Dataset records on object locations –
○ ○ ○ ○

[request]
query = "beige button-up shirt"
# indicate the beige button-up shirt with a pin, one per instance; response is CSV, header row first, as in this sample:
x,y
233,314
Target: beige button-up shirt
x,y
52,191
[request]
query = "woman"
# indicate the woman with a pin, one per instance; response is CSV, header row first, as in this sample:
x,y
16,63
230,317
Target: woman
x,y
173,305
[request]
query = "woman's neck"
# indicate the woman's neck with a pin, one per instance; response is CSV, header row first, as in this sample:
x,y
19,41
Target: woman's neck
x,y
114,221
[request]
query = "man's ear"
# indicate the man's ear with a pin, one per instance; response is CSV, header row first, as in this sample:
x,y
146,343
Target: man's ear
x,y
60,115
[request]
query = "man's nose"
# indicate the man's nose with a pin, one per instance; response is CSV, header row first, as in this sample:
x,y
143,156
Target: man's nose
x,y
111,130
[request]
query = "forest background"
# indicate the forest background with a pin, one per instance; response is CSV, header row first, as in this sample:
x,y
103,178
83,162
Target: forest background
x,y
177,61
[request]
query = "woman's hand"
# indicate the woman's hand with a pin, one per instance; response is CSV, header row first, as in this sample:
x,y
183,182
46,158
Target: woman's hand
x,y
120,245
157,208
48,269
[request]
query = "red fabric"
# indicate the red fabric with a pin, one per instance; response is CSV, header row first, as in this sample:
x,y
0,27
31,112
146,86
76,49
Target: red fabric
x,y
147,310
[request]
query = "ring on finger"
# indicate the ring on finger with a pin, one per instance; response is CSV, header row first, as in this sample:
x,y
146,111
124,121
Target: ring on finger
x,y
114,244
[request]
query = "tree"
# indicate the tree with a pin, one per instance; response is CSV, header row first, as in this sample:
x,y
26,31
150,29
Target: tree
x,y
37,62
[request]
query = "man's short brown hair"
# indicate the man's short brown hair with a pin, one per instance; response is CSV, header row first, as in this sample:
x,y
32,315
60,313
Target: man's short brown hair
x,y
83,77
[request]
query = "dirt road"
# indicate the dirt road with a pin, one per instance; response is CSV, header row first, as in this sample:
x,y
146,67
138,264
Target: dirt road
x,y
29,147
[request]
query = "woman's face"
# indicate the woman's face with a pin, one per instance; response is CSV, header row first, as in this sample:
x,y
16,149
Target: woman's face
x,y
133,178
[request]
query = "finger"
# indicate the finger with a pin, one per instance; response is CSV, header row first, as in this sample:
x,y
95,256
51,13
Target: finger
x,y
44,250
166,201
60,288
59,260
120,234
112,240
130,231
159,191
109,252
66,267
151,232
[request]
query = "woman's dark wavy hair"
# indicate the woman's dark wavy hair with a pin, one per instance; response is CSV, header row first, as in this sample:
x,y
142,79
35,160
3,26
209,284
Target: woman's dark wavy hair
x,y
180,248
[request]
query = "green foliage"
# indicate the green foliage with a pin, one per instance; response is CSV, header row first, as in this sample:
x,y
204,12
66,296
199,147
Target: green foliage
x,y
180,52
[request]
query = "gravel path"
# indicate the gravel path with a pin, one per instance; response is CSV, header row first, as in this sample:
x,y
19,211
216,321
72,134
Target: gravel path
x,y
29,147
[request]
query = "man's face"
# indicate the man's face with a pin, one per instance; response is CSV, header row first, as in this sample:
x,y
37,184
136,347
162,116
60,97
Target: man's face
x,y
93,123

○ ○ ○ ○

Task objective – Count the lines in the rows above that contain the string "dirt", and give only the number.

Output for this exercise – 3